- _SUPPLIED ENTRIES_
┄┄┄┄┄┄┄┄┄┄┄┄┄┄┄┄┄┄┄┄
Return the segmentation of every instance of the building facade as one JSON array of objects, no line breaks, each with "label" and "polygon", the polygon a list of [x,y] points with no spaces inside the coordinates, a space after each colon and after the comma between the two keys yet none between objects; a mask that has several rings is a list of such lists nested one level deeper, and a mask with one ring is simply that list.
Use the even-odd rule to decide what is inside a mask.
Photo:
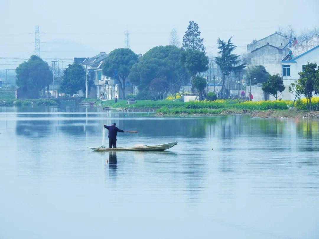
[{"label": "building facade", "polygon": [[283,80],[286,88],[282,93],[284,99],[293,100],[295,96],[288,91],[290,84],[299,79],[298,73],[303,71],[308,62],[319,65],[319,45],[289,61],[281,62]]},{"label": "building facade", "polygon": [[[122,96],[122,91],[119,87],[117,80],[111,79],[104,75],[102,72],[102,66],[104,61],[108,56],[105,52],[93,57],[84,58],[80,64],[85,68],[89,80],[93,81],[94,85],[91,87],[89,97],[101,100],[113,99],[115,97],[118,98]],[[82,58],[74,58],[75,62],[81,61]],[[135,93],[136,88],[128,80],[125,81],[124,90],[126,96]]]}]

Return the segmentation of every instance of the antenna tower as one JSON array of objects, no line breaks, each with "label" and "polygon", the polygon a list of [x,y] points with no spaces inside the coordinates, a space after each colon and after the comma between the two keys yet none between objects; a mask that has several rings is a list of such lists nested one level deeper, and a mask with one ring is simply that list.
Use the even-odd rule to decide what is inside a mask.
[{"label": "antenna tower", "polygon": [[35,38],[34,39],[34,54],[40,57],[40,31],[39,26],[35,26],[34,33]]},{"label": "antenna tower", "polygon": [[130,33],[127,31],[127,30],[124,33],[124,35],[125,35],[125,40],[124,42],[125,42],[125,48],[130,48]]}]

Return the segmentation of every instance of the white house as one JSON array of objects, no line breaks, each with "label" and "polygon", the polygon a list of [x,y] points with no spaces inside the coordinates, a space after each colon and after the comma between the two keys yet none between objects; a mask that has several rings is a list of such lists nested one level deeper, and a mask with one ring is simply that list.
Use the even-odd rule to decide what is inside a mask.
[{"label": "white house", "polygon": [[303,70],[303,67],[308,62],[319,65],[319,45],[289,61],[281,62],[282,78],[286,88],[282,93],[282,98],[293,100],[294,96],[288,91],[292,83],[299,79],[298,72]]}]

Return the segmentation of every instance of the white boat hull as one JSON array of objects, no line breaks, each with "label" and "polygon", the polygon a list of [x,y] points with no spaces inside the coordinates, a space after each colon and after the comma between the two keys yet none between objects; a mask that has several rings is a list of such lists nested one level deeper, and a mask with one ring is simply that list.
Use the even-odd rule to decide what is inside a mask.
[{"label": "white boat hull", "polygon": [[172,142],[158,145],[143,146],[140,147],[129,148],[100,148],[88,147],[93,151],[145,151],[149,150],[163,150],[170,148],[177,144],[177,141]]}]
┄┄┄┄┄┄┄┄┄┄┄┄┄┄┄┄┄┄┄┄
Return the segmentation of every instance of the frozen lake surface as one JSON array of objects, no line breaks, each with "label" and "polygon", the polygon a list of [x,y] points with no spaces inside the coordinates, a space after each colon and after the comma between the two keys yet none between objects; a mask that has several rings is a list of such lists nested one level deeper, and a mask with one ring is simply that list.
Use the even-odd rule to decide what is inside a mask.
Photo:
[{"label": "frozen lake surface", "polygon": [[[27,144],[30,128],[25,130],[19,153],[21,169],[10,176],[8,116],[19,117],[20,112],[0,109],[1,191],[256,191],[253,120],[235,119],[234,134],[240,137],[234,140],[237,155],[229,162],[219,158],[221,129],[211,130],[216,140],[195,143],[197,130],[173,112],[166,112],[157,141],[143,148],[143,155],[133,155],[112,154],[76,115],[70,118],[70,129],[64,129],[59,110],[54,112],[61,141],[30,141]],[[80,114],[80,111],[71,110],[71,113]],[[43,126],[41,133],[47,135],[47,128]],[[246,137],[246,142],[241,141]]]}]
┄┄┄┄┄┄┄┄┄┄┄┄┄┄┄┄┄┄┄┄
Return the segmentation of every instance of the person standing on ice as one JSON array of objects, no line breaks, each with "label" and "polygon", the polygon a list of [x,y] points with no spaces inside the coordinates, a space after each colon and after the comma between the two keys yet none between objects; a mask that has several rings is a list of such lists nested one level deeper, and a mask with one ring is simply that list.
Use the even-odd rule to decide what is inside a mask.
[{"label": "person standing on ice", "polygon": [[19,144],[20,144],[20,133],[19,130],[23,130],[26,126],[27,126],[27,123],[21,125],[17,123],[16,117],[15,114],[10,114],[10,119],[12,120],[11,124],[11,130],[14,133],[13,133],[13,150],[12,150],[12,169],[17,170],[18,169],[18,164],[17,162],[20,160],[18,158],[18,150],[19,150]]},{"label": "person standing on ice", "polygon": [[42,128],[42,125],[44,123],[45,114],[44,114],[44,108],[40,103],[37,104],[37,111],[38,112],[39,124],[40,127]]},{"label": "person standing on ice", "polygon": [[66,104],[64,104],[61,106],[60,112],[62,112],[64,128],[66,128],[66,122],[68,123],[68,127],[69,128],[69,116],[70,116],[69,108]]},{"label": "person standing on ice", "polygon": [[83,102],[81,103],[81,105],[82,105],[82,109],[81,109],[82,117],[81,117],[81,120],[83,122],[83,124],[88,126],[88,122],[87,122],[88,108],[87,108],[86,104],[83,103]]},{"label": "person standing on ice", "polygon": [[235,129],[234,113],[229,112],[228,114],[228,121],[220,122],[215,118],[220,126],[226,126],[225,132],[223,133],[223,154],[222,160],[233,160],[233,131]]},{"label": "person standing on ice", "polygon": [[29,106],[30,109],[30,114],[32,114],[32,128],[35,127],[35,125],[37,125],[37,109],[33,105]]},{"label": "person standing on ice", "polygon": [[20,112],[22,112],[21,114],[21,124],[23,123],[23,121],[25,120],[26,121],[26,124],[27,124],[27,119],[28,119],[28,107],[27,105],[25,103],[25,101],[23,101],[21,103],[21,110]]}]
┄┄┄┄┄┄┄┄┄┄┄┄┄┄┄┄┄┄┄┄
- _STATED TASK_
Locate each line in the records above that contains the string "antenna", with case counting, and copy every such line in full.

- _WORKED ANSWER_
Return the segmentation of every instance of the antenna tower as one JSON array of objects, no line breaks, each with "label" and "polygon", the polygon a list of [x,y] points with no spaces inside the coordinates, a space after each colon and after the comma between the two keys yet none between objects; a mask that has several rings is a list of such lists nested one level deeper, and a mask with one ring is simply that list.
[{"label": "antenna tower", "polygon": [[35,38],[34,39],[34,54],[40,57],[40,31],[39,26],[35,26],[34,33]]},{"label": "antenna tower", "polygon": [[130,33],[127,31],[127,30],[124,33],[124,35],[125,35],[125,40],[124,42],[125,42],[125,48],[130,48]]}]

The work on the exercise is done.